__What you need to do__:
From the data below, copy out every line that contains the word "instance".

__Exercise data__:

══════════════════════════════

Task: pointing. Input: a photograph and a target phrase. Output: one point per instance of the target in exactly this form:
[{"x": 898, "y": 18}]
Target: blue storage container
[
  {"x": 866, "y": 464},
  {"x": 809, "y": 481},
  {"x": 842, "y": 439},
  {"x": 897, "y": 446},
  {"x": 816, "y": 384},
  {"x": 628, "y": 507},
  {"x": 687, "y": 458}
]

══════════════════════════════

__Complete output__:
Task: pointing. Input: a photograph and a target phrase. Output: one point per instance of the target in exactly this form:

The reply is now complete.